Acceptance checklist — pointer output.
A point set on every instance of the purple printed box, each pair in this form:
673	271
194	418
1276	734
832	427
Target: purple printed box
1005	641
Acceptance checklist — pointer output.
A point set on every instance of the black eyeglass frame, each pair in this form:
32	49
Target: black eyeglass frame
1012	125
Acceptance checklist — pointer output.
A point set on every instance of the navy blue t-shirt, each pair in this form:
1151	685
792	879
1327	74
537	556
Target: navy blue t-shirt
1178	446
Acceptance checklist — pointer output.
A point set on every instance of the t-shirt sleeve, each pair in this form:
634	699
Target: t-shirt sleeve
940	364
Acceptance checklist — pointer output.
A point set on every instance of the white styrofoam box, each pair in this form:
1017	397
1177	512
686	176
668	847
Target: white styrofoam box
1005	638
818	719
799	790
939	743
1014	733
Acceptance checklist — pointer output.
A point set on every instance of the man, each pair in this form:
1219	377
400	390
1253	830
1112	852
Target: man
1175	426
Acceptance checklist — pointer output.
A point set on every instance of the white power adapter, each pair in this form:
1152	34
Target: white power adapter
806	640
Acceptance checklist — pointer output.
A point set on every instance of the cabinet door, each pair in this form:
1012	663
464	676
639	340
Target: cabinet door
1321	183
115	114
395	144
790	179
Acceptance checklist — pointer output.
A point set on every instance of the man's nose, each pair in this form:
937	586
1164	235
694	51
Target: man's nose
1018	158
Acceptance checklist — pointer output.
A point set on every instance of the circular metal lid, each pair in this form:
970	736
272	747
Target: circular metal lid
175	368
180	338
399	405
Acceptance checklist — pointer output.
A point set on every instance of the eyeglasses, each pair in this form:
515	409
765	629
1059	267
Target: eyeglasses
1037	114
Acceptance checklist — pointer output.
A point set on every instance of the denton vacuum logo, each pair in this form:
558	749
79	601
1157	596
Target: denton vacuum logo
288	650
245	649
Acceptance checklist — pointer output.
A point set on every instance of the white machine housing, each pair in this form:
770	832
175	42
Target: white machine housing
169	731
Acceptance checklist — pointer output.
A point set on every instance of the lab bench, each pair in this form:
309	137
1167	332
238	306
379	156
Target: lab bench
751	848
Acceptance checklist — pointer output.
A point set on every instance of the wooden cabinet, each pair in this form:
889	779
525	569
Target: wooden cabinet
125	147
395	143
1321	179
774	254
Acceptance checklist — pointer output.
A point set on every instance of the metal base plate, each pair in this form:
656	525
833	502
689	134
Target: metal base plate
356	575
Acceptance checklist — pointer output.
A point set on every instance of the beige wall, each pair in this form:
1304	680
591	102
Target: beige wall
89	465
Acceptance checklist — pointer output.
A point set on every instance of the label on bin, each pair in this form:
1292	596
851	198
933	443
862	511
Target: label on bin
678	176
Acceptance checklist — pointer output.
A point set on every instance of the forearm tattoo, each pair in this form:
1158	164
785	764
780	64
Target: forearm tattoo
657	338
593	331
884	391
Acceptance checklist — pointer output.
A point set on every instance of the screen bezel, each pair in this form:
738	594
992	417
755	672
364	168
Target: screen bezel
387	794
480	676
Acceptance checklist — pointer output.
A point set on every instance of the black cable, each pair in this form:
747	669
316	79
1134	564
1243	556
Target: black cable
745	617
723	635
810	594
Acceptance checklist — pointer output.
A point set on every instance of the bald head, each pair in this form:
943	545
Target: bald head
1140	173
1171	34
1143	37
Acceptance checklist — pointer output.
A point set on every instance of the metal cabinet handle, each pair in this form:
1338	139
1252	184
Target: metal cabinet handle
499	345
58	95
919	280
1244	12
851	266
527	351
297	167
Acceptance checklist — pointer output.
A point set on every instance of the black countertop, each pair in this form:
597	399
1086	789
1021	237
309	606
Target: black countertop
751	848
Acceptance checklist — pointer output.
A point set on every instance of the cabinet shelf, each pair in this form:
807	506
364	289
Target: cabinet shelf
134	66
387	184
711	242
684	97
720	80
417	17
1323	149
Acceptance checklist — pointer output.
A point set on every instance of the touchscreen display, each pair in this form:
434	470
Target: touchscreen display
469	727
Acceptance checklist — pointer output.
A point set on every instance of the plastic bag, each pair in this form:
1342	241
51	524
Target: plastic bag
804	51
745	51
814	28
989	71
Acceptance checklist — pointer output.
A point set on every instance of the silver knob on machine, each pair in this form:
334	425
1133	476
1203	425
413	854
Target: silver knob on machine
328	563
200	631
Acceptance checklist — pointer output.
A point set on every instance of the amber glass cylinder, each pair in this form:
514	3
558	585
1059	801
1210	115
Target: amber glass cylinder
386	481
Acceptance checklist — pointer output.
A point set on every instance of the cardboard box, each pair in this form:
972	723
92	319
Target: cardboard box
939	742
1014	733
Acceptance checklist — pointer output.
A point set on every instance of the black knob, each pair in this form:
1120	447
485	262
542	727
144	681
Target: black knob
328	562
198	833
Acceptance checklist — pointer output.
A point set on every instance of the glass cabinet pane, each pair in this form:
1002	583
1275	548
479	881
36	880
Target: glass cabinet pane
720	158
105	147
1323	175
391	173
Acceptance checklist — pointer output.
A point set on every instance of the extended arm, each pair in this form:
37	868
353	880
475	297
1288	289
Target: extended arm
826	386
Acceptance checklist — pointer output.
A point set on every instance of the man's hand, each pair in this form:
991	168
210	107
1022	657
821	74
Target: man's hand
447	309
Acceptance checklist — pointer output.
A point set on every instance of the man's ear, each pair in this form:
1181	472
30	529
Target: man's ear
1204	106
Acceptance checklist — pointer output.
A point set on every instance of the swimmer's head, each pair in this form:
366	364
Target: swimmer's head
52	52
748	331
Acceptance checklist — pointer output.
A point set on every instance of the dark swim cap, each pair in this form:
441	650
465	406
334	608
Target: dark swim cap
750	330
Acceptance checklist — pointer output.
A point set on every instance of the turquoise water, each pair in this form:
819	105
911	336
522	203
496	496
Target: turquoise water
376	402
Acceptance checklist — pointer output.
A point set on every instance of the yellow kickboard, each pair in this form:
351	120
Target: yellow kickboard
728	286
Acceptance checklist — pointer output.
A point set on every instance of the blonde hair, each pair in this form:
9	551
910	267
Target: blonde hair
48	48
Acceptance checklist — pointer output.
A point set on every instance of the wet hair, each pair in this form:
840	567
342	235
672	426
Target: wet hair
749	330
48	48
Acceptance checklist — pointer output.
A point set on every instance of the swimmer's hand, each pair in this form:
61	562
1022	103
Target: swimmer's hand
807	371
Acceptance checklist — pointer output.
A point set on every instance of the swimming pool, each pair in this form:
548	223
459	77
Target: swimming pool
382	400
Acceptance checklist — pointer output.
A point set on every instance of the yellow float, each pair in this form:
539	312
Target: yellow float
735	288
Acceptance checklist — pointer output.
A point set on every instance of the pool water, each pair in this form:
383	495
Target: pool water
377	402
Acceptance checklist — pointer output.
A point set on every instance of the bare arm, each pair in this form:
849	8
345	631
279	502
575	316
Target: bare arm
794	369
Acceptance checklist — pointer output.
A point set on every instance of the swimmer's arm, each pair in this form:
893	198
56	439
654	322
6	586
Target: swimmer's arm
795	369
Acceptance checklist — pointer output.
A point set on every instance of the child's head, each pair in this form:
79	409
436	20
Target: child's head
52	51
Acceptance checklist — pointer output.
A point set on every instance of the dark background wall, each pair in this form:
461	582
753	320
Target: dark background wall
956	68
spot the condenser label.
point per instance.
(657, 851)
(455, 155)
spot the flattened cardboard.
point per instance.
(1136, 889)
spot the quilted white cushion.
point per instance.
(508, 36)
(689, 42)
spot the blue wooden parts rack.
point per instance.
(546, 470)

***

Extract every line from the one containing "spot the condenser label." to the end of the entries, including both of those lines, exactly as given and with nothing added.

CORRECT ANSWER:
spot the condenser label.
point per instance.
(657, 851)
(455, 155)
spot the flattened cardboard.
point per instance.
(1136, 889)
spot the quilted white cushion.
point per instance.
(508, 36)
(689, 42)
spot the blue wooden parts rack.
point per instance.
(546, 470)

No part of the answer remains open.